### What you have to do
Find the line that contains "Please put a point on the cheek". Then set down that line and all the lines after it, to the end of the records, exactly and with nothing added.

┏━━

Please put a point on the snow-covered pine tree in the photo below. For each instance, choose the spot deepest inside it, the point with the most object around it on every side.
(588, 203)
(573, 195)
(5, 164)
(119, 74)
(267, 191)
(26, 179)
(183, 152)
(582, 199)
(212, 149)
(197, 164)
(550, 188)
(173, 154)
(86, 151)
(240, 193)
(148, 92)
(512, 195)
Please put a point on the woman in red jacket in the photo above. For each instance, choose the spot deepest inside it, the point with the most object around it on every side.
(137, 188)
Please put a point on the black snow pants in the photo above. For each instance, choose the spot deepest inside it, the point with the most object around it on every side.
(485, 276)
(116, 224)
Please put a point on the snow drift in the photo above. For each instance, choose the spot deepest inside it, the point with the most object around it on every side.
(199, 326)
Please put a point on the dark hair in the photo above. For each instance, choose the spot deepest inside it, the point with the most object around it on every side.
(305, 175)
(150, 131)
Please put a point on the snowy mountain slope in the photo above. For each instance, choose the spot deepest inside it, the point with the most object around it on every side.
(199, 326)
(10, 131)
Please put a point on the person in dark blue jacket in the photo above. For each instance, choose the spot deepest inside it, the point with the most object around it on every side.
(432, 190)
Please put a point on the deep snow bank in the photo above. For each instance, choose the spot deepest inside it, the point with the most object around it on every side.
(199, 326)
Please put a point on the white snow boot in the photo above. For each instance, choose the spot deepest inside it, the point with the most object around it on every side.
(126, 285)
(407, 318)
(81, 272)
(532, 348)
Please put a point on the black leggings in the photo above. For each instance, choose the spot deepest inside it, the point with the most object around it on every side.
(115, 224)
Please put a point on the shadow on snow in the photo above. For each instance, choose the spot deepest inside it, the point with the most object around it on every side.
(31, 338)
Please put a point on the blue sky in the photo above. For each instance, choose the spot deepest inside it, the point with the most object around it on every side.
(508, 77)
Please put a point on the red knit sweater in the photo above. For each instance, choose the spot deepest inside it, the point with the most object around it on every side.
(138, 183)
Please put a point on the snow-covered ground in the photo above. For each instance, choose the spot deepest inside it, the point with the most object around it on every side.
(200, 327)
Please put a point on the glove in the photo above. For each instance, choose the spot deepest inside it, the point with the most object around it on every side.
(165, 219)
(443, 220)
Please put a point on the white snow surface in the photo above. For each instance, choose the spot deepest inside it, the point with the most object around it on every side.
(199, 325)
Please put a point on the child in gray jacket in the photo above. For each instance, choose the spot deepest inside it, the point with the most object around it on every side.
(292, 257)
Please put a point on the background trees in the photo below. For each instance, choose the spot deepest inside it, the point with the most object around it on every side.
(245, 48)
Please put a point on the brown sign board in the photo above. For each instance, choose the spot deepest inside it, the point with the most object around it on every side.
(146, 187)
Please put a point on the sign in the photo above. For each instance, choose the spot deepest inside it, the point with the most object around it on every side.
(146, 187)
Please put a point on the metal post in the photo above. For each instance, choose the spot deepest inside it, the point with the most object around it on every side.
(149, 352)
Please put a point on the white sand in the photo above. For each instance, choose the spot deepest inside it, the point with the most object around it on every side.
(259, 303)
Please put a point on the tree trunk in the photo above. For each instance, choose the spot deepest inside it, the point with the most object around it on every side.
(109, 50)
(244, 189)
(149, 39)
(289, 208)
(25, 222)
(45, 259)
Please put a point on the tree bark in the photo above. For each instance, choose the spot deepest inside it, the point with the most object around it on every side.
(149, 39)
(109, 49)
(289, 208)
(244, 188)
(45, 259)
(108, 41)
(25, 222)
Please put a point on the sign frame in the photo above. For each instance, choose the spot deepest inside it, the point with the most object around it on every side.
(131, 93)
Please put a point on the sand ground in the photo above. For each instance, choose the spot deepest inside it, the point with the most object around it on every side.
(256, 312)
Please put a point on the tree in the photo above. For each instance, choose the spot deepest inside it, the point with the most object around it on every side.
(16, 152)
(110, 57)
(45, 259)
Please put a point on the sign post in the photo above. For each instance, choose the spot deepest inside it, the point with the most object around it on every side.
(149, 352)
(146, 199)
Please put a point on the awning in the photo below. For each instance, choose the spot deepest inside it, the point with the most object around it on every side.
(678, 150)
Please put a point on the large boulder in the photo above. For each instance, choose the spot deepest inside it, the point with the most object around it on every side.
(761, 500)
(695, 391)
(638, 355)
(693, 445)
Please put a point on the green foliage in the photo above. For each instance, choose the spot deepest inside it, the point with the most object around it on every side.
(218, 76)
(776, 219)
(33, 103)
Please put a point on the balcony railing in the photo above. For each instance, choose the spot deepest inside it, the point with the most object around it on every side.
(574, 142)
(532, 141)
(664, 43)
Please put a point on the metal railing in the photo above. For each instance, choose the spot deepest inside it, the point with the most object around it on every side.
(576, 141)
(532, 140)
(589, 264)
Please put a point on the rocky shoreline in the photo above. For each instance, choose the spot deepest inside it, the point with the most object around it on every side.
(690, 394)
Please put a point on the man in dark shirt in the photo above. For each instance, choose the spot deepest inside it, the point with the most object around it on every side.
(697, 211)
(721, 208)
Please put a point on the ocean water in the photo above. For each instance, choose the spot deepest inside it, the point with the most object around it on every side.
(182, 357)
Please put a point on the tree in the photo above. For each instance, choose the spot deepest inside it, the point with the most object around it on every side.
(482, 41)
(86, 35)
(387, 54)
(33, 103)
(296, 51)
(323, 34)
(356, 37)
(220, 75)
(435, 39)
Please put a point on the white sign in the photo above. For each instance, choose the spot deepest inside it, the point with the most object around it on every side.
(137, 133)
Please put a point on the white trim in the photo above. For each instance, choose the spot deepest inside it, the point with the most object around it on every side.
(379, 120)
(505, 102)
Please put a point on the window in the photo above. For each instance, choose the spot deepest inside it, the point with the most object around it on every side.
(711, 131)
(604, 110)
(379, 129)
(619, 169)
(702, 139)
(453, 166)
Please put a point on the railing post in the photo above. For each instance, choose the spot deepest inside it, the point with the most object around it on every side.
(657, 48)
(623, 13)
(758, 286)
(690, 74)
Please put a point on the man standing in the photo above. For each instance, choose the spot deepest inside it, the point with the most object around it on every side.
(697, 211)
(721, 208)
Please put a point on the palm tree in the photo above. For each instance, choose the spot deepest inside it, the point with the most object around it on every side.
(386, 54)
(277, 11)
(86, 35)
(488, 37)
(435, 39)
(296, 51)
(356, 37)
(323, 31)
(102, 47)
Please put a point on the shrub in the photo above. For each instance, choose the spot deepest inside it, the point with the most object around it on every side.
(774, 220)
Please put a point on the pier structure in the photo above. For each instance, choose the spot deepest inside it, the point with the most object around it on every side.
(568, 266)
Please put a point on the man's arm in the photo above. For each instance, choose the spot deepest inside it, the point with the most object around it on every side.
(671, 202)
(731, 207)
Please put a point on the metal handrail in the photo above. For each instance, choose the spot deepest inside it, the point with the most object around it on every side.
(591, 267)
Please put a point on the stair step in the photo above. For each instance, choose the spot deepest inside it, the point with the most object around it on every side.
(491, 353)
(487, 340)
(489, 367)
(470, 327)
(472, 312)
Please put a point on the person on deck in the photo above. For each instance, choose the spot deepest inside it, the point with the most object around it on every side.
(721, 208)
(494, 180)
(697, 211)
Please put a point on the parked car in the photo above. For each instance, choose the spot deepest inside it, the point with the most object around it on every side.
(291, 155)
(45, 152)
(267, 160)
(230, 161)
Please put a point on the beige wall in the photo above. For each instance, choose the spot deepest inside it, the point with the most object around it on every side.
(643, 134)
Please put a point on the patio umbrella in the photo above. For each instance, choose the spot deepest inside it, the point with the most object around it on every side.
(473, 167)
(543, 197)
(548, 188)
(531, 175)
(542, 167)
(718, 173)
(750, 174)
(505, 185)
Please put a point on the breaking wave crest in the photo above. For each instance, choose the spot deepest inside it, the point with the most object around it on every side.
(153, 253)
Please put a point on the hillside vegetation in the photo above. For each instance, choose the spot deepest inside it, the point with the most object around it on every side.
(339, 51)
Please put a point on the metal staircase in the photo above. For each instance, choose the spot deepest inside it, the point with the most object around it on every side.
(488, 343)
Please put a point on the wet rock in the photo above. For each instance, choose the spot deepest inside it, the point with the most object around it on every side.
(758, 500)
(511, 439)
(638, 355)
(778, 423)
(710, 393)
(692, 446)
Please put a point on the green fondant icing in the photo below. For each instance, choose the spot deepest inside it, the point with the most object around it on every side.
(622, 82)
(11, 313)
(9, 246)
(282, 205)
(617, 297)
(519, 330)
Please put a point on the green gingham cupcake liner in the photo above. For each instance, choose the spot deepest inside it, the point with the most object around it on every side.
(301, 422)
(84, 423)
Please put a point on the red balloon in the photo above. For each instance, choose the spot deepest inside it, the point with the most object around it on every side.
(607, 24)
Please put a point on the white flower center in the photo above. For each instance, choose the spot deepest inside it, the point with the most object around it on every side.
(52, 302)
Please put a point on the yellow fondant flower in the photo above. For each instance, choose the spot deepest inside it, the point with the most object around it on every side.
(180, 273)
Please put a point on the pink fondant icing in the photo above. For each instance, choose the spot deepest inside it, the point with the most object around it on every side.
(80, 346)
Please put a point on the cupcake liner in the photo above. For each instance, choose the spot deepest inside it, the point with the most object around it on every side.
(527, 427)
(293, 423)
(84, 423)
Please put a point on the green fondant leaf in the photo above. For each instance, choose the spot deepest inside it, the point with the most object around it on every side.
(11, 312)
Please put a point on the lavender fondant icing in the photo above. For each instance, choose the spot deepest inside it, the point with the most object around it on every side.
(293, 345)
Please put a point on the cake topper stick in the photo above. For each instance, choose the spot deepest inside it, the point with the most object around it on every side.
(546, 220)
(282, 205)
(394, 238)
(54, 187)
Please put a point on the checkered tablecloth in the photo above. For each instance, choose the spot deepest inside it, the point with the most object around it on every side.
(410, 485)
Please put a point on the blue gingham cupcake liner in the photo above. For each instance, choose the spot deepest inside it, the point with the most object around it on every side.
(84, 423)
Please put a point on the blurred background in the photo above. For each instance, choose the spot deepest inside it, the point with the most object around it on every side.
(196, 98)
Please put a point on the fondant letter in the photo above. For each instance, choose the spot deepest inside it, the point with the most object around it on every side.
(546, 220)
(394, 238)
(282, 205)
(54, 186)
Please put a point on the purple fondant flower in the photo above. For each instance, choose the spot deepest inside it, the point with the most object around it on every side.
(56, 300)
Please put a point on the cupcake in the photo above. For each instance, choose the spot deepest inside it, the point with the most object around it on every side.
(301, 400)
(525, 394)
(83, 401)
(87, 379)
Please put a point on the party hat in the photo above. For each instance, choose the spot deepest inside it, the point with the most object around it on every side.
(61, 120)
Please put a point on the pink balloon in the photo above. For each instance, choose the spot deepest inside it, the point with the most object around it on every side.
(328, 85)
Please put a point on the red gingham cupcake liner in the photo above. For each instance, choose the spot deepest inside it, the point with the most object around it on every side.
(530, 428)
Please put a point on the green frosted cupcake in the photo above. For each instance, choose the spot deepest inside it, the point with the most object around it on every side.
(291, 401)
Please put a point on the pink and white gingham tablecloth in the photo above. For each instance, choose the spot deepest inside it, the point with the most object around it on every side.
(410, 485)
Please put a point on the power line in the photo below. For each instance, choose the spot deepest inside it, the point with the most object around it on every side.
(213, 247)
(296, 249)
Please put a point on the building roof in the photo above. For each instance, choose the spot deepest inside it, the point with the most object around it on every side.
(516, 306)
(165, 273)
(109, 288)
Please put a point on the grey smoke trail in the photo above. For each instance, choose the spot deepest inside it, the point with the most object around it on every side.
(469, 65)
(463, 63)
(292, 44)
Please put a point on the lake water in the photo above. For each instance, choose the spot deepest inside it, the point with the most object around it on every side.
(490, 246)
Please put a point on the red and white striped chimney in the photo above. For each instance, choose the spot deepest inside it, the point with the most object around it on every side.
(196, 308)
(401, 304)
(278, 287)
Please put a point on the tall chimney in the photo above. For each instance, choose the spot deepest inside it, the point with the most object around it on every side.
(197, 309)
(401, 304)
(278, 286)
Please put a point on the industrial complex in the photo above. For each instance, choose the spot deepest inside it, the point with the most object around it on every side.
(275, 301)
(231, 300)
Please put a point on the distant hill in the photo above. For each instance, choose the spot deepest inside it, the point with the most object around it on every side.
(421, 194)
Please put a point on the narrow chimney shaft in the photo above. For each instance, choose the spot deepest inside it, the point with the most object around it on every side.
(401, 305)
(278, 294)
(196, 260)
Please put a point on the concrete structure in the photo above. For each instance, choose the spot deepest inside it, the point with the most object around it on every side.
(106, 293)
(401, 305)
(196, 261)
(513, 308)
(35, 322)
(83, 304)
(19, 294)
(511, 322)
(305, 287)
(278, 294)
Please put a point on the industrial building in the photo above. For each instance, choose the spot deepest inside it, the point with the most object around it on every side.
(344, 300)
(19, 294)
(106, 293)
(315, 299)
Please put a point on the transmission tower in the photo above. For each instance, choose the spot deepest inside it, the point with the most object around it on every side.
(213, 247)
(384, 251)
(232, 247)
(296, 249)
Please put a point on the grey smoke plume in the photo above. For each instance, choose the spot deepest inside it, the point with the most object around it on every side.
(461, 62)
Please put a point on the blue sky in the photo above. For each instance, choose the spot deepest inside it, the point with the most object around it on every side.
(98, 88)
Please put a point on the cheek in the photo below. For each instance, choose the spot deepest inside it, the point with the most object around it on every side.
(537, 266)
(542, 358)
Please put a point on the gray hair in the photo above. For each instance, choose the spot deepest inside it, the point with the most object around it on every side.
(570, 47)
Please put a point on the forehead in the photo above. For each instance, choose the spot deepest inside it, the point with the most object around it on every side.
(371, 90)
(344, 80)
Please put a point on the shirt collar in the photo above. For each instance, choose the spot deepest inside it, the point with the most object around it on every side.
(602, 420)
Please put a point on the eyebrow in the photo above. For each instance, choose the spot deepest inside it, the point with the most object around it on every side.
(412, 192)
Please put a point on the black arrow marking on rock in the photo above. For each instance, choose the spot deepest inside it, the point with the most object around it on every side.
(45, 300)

┗━━

### Solution for this task
Please put a point on the cheek in the photo below. For each instance, choose the spot deepest inside it, the point with the most object around it on every side.
(537, 266)
(542, 358)
Please put a point on the gray hair in the photo above. For each instance, choose the spot deepest inside it, the point with the most object around it on every side.
(570, 47)
Please put a point on the forehead in the photo above. For each instance, choose the spot deepest inside it, the point with the most object around it on every side.
(371, 90)
(344, 80)
Please put a point on the shirt collar in the photo above. For each instance, choose the spot deepest inside it, the point with the most object around it on every side.
(602, 420)
Please put a point on the eyebrow in the photo above. For each instance, choose the spot deepest inside it, the point with the most object around it on every side.
(412, 192)
Please put a point on the black arrow marking on rock in the photo above. For each instance, choose the spot deepest inside it, the point with the most object around it on every side.
(45, 300)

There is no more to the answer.